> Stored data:

------------------------------------

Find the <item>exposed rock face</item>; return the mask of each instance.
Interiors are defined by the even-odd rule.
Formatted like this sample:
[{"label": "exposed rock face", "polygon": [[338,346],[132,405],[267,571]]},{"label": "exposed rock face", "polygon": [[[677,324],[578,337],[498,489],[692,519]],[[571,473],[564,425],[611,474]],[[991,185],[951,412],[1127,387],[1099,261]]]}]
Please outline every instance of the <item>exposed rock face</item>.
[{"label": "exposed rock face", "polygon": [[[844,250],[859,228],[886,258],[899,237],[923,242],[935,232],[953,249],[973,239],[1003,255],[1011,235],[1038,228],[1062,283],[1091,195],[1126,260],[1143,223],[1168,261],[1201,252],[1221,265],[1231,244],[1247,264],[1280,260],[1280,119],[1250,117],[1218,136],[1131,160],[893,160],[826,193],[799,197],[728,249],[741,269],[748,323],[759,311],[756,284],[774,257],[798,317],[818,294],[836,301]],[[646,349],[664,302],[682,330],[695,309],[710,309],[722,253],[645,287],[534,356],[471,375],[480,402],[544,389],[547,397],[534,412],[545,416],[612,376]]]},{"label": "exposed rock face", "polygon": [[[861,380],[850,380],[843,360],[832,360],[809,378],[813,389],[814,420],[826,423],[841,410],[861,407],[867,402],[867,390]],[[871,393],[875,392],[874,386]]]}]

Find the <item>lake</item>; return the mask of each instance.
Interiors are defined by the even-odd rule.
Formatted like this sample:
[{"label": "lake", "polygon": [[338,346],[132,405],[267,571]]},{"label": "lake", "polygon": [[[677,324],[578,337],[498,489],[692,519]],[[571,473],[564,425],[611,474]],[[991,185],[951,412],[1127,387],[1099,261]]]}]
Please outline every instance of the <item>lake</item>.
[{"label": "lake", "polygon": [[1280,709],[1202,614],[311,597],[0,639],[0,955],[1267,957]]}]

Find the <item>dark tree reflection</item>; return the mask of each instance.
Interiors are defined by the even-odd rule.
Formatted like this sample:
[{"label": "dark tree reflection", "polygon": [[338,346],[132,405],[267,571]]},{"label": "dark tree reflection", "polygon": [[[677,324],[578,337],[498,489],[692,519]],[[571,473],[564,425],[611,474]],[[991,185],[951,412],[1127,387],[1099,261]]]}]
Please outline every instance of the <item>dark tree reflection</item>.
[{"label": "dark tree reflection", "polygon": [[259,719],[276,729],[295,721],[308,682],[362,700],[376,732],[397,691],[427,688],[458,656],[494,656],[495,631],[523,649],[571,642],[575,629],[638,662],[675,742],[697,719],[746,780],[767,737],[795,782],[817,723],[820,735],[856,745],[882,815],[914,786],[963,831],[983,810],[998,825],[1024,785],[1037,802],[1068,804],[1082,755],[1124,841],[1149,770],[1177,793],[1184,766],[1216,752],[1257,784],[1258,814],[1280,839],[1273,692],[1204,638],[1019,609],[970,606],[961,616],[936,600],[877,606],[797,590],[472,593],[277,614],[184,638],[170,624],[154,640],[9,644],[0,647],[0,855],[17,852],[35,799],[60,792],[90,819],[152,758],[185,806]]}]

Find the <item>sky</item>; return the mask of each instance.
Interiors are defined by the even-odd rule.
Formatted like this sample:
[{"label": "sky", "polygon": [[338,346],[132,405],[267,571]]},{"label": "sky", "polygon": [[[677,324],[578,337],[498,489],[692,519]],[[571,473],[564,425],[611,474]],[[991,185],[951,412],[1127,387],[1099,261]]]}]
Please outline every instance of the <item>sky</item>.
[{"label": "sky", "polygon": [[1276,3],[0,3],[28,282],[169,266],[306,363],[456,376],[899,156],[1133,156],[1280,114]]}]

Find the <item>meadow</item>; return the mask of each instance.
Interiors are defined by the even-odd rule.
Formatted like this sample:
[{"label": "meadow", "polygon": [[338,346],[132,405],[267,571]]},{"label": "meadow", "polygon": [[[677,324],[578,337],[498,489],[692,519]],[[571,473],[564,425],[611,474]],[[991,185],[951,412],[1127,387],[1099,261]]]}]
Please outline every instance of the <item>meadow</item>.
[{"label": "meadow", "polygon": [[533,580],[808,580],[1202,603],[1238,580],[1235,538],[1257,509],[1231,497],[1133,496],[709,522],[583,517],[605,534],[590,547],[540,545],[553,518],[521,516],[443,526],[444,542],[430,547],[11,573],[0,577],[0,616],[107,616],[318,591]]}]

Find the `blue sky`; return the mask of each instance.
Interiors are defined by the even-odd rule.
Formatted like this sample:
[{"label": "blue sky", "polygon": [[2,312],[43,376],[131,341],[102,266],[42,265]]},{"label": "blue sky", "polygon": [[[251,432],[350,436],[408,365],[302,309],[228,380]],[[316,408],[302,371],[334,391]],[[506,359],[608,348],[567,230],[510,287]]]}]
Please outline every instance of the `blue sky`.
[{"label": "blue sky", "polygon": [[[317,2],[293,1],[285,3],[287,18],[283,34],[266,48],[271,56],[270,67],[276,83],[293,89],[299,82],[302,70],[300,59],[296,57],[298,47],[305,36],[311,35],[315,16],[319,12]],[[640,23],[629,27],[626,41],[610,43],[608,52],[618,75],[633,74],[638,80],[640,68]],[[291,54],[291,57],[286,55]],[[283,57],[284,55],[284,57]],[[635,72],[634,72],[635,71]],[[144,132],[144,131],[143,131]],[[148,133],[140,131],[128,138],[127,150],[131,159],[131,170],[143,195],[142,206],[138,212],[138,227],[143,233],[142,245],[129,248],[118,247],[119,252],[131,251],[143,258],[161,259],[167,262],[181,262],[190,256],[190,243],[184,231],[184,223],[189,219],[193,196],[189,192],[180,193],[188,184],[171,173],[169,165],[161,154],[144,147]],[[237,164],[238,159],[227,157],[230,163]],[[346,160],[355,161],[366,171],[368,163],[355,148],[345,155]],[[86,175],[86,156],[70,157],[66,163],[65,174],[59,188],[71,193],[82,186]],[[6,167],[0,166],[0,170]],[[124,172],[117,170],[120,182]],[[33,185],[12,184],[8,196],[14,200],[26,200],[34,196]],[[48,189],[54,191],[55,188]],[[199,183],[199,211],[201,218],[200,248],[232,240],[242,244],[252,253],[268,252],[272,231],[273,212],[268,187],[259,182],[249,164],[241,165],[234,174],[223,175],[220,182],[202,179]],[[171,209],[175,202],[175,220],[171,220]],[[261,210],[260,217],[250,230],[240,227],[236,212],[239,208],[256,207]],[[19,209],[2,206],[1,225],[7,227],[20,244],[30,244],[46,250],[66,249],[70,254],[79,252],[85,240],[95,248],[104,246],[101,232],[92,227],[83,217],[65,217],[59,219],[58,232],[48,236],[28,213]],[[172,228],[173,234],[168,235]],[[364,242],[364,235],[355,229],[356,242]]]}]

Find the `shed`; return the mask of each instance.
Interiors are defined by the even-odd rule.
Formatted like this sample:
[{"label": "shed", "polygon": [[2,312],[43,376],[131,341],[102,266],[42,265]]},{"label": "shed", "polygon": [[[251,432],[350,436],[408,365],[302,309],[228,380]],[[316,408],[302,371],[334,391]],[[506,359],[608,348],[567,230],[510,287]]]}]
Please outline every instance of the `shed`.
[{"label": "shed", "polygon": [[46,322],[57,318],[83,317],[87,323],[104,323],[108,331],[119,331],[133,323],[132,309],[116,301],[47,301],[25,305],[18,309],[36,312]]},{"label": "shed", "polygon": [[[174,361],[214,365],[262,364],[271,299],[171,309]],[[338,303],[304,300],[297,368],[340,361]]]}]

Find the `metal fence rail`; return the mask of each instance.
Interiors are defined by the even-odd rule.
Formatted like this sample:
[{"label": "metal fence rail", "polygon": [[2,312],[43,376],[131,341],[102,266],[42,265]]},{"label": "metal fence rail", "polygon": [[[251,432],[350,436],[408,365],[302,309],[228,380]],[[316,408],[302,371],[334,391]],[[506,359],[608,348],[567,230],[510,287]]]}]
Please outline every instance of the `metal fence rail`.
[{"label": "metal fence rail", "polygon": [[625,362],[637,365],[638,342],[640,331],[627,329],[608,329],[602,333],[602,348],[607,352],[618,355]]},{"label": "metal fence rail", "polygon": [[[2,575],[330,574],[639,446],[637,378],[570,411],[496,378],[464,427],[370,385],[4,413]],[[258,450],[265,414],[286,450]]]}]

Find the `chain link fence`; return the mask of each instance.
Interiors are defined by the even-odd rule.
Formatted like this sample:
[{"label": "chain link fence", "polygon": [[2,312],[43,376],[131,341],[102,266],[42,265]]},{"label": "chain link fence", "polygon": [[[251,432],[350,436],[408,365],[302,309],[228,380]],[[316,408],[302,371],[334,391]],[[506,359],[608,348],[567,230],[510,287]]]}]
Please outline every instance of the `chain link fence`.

------------------------------------

> EXERCISE OBJECTIVE:
Every line that holds the word "chain" should be copied from the records.

> TASK ANSWER:
Find the `chain link fence`; return the mask of each instance.
[{"label": "chain link fence", "polygon": [[2,312],[43,376],[131,341],[102,266],[42,265]]},{"label": "chain link fence", "polygon": [[[251,432],[350,436],[408,365],[302,309],[228,380]],[[316,408],[302,371],[334,391]],[[506,359],[608,348],[567,230],[510,287]]]}]
Please outline every instance of the `chain link fence`.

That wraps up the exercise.